__Questões sobre texto__
1. Resuma em duas frases o texto sobre o acúmulo de empregos de profissionais de saúde.
2. No texto sobre o acúmulo de empregos de profissionais de saúde, qual é a jornada máxima semanal estipulada pela CLT?

__Trecho da fonte__
=-=-=
Em Curitiba, pelo menos seis profissionais receberam advertência por terem mais de dois empregos públicos no registro do Cadastro Nacional dos Estabelecimentos de Saúde (CNES). Um deles possui vínculo em sete estabelecimentos públicos e um privado, o que totalizaria 124 horas semanais de trabalho (quase 18 horas diárias), enquanto a Consolidação das Leis do Trabalho (CLT) estipula que a jornada máxima é de 44 horas semanais.Ainda há um profissional que tem dez empregos públicos e que se divide na prestação de serviços em Ponta Grossa, Curitiba e Foz do Iguaçu.

Outro profissional em Curitiba acumula nove empregos privados, com total de 89 horas semanais. A lei limita a prática em cinco estabelecimentos particulares. Além disso, há profissionais com registros em mais de duas equipes do PSF. Em Maringá, existe um médico que possui vínculo em duas equipes do programa e outro na rede privada.

Os profissionais e estabelecimentos que desrespeitam as normas podem sofrer processos administrativos e terem de optar por um número de empregos que não infrinja a legislação. O repasse dos recursos pelo Ministério da Saúde referentes ao custeio da equipe do PSF também pode ser suspenso caso haja irregularidade.

Falha cadastral

Por trás da incoerência das cargas horárias declaradas no CNES há indícios de fraudes no sistema público de saúde: médicos empregados pela rede pública que trabalham menos do que o declarado ao Sistema Único de Saúde (SUS) ou prefeituras que mantêm médicos que já deixaram de atuar na cidade em seus registros.

"Há casos em que a prefeitura não dá baixa no vínculo e isso só vai ser observado mediante auditoria", explica o superintendente de gestão da Secretaria Estadual de Saúde, Paulo Almeida. Ele revela também que é comum a prática de profissionais que agem de má-fé. "No interior, geralmente, é mais comum o médico trabalhar menos tempo do que deveria em determinado estabelecimento e se dirigir para outro posto de saúde", afirma.

Isso "explicaria" o fato de o registro computar profissionais que totalizam mais de 100 horas semanais de serviço e em mais de dois estabelecimentos públicos. "Nessas situações o próprio órgão contratante pode ser responsabilizado. O médico deve fazer a opção de vínculo dentro do que diz a lei", ressalta Almeida.

O professor da Universidade de Brasília (UnB) José Matias-Pereira, especialista em Ad­ministração Pública, considera ser necessário adotar um mecanismo que aperfeiçoe o cadastro. Atualmente, os cadastros devem ser atualizados a cada 30 dias. "É necessário um sistema que permita atualização em tempo real e que gere dados mais consistentes e verdadeiros", salienta.
=-=-=
__Dados fornecidos__

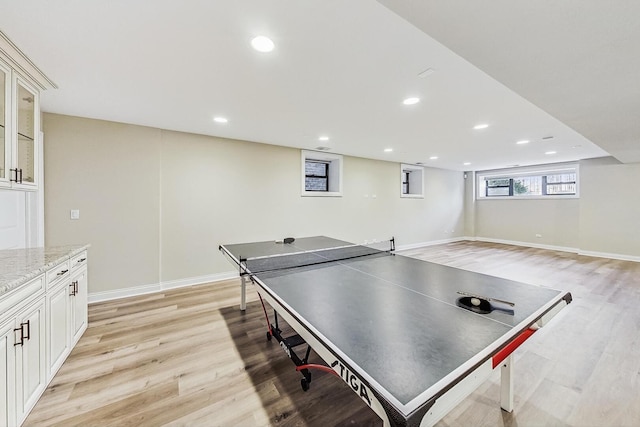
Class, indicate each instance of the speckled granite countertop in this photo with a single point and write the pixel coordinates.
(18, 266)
=-=-=
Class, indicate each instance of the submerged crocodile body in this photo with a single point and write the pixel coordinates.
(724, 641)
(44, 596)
=-=-=
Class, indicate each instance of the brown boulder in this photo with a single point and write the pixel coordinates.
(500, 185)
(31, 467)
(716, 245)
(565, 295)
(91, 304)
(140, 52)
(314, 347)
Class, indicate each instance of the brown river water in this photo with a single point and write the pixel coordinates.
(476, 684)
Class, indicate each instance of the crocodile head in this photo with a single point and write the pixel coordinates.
=-=-=
__Respostas às questões__
1. Em Curitiba, pelo menos seis profissionais foram advertidos por terem mais de dois empregos públicos no CNES, e as cargas horárias incoerentes declaradas no cadastro indicam possíveis fraudes, como médicos que trabalham menos do que o declarado ao SUS ou prefeituras que mantêm em seus registros médicos que já deixaram a cidade. Quem desrespeita as normas pode sofrer processos administrativos e ter o repasse de recursos do PSF suspenso, e um especialista da UnB defende um sistema de atualização em tempo real no lugar da atualização atual a cada 30 dias.

2. A jornada máxima é de 44 horas semanais.